_TASK 1_
Answer these from the snake-identification thread below:
(a) Where does leecb0 say the only other one in the UK is, as far as they know?
(b) What does southwest vipers post as the identification?
(c) Which member posts "Gumprechts pit viper"?

_PAGE EXCERPT_
-.-.-
# couldnt resist showing off



## leecb0 (Apr 14, 2009)

apart from those on facebook can anybody identfy this


----------



## paulds (Mar 17, 2009)

Atheris Nitschei or Great Lakes???

Great looking creature btw


----------



## manganr (Apr 11, 2010)

Looks like a Wagler's Pit Viper to me.........
Beautiful snake anyway!
Yours?


----------



## wildlifewarrior (Jun 26, 2008)

oooooooooo i no i no:2thumb:


----------



## leecb0 (Apr 14, 2009)

WW sssshhhhhhhs


----------



## jasper1 (Apr 15, 2007)

wildlifewarrior said:


> oooooooooo i no i no:2thumb:


Red tailed racer. Hahahhaha, sorry, in joke, you had to be there to appreciate.


----------



## leecb0 (Apr 14, 2009)

i take it you were one of the guys who showed up while we were waffaling on


----------



## jasper1 (Apr 15, 2007)

I was there first thing in the morning, but yeah basically, he told me the story.


----------



## leecb0 (Apr 14, 2009)

paulds said:


> Atheris Nitschei or Great Lakes???
> 
> Great looking creature btw


wrong Genus and continent



manganr said:


> Looks like a Wagler's Pit Viper to me.........
> Beautiful snake anyway!
> Yours?


 not a waglers


----------



## paulds (Mar 17, 2009)

Last shot..... Bush viper????


----------



## leecb0 (Apr 14, 2009)

ill give you a clue the only other one in the uk as far as we know is at Bangor Uni.


----------



## leecb0 (Apr 14, 2009)

paulds said:


> Last shot..... Bush viper????


think asian


----------



## weelad (Jul 25, 2006)

asian pit viper?


----------



## Owzy (Jan 19, 2009)

Parias Hageni


----------



## wildlifewarrior (Jun 26, 2008)

leecb0 said:


> think asian


that was the slogan at my old high school to help stop racism in PE


----------



## Mik3F (Feb 6, 2010)

Pope's Pit Viper?


----------



## bloodpython22 (Feb 19, 2010)

parias hagani looks like


----------



## Eyelashviper (Dec 20, 2009)

Gumprechts pit viper


----------



## southwest vipers (Jun 29, 2008)

parias sumatranus


----------



## mattykyuss (Oct 12, 2009)

*re*

i have a feeling southwest viper is correct ?


----------



## Bonethrasher (Oct 23, 2009)

Bothriechis?


----------



## xxstaggyxx (Oct 22, 2008)

I know what it is


----------



## Eyelashviper (Dec 20, 2009)

xxstaggyxx said:


> I know what it is



Has the correct answer been posted?


----------



## xxstaggyxx (Oct 22, 2008)

Eyelashviper said:


> Has the correct answer been posted?
-.-.-
_DATASET RECORDS_
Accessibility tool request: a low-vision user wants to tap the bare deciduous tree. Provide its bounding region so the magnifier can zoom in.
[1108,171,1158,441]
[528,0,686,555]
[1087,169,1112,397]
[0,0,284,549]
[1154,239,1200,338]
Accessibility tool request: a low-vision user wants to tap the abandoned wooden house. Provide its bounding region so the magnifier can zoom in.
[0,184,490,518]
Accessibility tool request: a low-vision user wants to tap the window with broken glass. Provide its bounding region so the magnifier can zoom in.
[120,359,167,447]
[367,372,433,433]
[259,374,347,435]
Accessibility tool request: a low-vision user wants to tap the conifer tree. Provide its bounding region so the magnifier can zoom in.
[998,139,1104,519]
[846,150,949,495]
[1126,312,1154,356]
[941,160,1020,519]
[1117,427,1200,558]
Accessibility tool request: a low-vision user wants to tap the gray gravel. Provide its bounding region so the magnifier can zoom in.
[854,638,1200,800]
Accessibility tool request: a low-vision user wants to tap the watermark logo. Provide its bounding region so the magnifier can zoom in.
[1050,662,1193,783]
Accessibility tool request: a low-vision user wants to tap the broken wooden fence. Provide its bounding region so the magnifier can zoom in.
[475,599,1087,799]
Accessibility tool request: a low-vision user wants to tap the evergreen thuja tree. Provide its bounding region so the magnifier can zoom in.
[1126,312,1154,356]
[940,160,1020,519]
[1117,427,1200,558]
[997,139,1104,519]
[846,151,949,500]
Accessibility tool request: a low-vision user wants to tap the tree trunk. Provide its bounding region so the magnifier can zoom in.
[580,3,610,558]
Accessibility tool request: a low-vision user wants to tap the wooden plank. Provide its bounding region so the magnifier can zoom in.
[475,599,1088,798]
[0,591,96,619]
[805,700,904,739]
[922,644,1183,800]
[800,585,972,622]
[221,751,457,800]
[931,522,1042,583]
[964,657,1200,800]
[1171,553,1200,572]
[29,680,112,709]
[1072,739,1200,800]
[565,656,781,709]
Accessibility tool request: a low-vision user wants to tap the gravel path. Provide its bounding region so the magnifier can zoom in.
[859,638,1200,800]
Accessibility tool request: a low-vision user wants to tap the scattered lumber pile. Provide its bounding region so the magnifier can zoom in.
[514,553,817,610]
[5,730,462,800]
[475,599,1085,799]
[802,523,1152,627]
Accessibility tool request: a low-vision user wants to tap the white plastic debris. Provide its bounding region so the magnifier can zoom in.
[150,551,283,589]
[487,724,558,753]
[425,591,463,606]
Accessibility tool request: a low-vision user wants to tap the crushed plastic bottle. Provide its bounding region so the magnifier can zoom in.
-.-.-
_TASK 2_
Reproduce the records verbatim, starting with the line that contains "tap the scattered" and going on through the end of the records.

_EXPECTED ANSWER 1_
(a) Bangor Uni.
(b) parias sumatranus
(c) Eyelashviper

_EXPECTED ANSWER 2_
Accessibility tool request: a low-vision user wants to tap the scattered lumber pile. Provide its bounding region so the magnifier can zoom in.
[514,553,817,610]
[5,730,462,800]
[475,599,1085,799]
[802,523,1152,627]
Accessibility tool request: a low-vision user wants to tap the white plastic debris. Provide its bounding region so the magnifier can zoom in.
[150,551,283,589]
[487,724,558,753]
[425,591,463,606]
Accessibility tool request: a low-vision user wants to tap the crushed plastic bottle. Provide its bounding region so the magnifier can zoom in.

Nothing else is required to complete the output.